SHORT TASK
Copy the entries below word for word, leaving nothing out and changing nothing.

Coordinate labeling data
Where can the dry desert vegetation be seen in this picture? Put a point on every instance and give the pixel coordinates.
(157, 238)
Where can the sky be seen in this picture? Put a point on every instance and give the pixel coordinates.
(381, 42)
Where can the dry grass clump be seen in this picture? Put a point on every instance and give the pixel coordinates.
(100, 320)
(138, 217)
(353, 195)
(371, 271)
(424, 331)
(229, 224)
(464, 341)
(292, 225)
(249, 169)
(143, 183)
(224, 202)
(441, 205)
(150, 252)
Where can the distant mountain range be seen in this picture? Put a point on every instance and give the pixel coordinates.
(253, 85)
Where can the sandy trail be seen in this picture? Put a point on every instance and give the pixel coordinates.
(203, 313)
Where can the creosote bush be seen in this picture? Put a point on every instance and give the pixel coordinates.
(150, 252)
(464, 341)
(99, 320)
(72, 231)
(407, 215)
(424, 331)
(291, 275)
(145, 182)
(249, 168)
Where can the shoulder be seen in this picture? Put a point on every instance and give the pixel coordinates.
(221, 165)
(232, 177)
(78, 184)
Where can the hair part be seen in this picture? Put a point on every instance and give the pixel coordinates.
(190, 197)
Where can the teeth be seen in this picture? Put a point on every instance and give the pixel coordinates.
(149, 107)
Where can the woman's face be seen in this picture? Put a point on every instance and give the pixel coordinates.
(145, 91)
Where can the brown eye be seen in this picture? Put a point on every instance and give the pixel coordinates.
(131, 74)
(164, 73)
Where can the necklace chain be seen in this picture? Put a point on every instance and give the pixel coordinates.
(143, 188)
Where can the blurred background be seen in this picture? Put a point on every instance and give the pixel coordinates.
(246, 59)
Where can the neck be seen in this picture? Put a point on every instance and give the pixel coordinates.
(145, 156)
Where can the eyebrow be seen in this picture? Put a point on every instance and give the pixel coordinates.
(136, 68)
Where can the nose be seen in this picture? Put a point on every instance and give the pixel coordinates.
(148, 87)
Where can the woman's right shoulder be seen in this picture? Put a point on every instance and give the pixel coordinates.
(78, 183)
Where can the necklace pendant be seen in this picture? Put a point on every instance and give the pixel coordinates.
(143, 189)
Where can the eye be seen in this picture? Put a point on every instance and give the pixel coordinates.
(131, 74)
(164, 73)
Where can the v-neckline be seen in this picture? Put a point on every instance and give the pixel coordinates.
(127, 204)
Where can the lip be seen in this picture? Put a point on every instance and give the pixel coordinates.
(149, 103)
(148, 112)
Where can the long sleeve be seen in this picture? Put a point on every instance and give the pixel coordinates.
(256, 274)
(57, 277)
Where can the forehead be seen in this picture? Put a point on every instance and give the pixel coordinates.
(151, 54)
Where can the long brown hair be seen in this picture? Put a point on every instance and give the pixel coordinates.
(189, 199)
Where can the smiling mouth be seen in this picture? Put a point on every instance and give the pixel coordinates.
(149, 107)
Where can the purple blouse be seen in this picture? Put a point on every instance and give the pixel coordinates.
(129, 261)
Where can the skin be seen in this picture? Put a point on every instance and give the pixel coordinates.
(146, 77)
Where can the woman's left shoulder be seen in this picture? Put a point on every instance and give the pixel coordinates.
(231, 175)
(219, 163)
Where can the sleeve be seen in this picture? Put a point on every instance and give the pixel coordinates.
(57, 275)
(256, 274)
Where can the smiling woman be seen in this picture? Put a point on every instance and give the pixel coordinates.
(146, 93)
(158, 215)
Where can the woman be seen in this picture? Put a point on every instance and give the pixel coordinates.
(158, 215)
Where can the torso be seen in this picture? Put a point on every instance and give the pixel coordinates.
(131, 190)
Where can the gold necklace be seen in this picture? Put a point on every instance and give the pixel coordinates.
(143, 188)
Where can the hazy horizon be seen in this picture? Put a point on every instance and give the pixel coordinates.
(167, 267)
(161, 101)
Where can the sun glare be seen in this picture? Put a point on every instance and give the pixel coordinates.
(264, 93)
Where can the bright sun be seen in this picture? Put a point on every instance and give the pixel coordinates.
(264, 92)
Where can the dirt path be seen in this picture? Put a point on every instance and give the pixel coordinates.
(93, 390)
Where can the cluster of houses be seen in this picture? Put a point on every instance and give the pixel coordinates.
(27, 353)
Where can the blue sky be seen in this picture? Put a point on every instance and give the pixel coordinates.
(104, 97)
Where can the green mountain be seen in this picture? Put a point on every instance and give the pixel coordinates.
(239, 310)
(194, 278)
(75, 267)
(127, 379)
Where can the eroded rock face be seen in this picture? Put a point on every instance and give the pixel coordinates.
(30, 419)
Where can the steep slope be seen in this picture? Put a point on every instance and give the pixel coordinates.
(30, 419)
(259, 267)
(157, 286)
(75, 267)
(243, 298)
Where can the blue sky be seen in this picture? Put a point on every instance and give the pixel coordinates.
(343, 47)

RESPONSE FOR THIS EXERCISE
Where can the dry desert vegetation be seen in this picture? Put a point on every instance and give the pixel coordinates.
(157, 238)
Where can the sky be seen in this picture? Put a point on every instance and give the pixel coordinates.
(381, 42)
Where can the dry grass clump be seen in this picture? Put a point on every instance and give the pixel coordinates.
(100, 320)
(138, 217)
(353, 195)
(371, 271)
(424, 331)
(229, 224)
(464, 341)
(292, 225)
(249, 169)
(143, 183)
(224, 202)
(441, 205)
(150, 252)
Where can the distant mountain range be seen in this picture? Put a point on every instance and give the pixel coordinates.
(253, 85)
Where can the sandy trail be seen in this picture? Put a point on every instance and give the pixel coordinates.
(203, 313)
Where can the creosote bush be seen in this picture? Put a point on every instance and give the pixel coordinates.
(150, 252)
(464, 341)
(99, 320)
(72, 231)
(407, 215)
(424, 331)
(291, 275)
(145, 182)
(249, 168)
Where can the shoulder be seen in this picture? Put a point on every instance and give the pixel coordinates.
(221, 165)
(232, 177)
(78, 184)
Where can the hair part be seen in this picture? Put a point on every instance and give the pixel coordinates.
(190, 197)
Where can the teeth be seen in this picture? Put a point on every instance and give the pixel coordinates.
(149, 107)
Where can the woman's face be seen in this picture? Put a point on every instance and give the pixel coordinates.
(145, 91)
Where can the brown eye be seen in this picture? Put a point on every instance and give the pixel coordinates.
(131, 74)
(164, 73)
Where can the necklace chain be seen in this picture? Put a point on every instance and give the pixel coordinates.
(143, 188)
Where can the blurred background be seen in this picture? Put a point on every instance and give the pixel coordinates.
(246, 59)
Where can the neck be seen in this picture? Put a point on every instance and give the pixel coordinates.
(145, 156)
Where can the eyebrow be seen in this picture? Put a point on every instance and give the pixel coordinates.
(136, 68)
Where can the nose be seen in this picture? Put a point on every instance and give the pixel coordinates.
(148, 87)
Where can the woman's right shoulder be seen in this picture? Put a point on every instance and give the pixel coordinates.
(78, 183)
Where can the necklace pendant be seen in this picture? Put a point on every instance and give the pixel coordinates.
(143, 189)
Where can the eye be seen in this picture? Put a point on every instance and give the pixel coordinates.
(131, 74)
(164, 73)
Where can the v-neckline be seen in this picture? Put a point on every instance and give the pixel coordinates.
(127, 204)
Where can the lip be seen in this picture? Put a point on every instance and give the pixel coordinates.
(149, 103)
(148, 112)
Where can the long sleeve be seen in this picture? Put a point on every instance and give the pixel coordinates.
(256, 274)
(57, 277)
Where can the forehead be seen in this picture? Put a point on every instance and give the pixel coordinates.
(151, 54)
Where can the long brown hair be seen in this picture? Put a point on every instance and give the pixel coordinates.
(189, 199)
Where can the smiling mouth be seen in this picture? Put a point on every instance and give the pixel coordinates.
(149, 107)
Where can the purple blouse be seen in this picture? Put a point on every instance and give the pixel coordinates.
(129, 261)
Where can the skin be seen in this picture? Put a point on every instance and give the pixel coordinates.
(146, 77)
Where can the woman's left shoulder be seen in this picture? Put a point on every instance and give the pixel coordinates.
(231, 175)
(219, 163)
Where can the sleeve be seen in this picture? Put a point on every instance and give the pixel coordinates.
(57, 275)
(256, 274)
Where can the smiling woman be seen in this picture? Put a point on every instance and give the pixel coordinates.
(146, 93)
(158, 215)
Where can the woman be seen in this picture? Put a point on every instance and give the pixel coordinates.
(158, 215)
Where can the torso be seen in this picture? Put a point on every instance and give the pixel coordinates.
(131, 190)
Where can the gold necklace be seen in this picture? Put a point on every instance and give the pixel coordinates.
(143, 188)
Where can the hazy horizon be seen in this picture? Put a point on every instance and give the pixel coordinates.
(167, 267)
(161, 101)
Where can the sun glare be seen in this picture? Put a point on every instance and give the pixel coordinates.
(264, 93)
Where can the bright sun be seen in this picture? Put a point on every instance and give the pixel coordinates.
(264, 92)
Where can the dirt path be seen in this picture? Put a point on every instance and give the pixel coordinates.
(93, 390)
Where can the cluster of houses be seen in this picture? Put a point on every instance and give the pixel coordinates.
(27, 353)
Where can the blue sky be seen in this picture? Put a point on every instance and give the pixel coordinates.
(104, 97)
Where can the green mountain be seen in this picture? Put a point on every instance and give the pixel coordinates.
(239, 310)
(194, 278)
(75, 267)
(127, 379)
Where can the eroded rock face be seen in this picture? Put a point on every instance and give the pixel coordinates.
(30, 419)
Where can the steep slope be seen in this picture? Put a point on every instance and give the pixel coordinates.
(30, 419)
(259, 267)
(157, 286)
(75, 267)
(243, 298)
Where can the blue sky be seen in this picture? Put a point on every instance and give the pixel coordinates.
(343, 47)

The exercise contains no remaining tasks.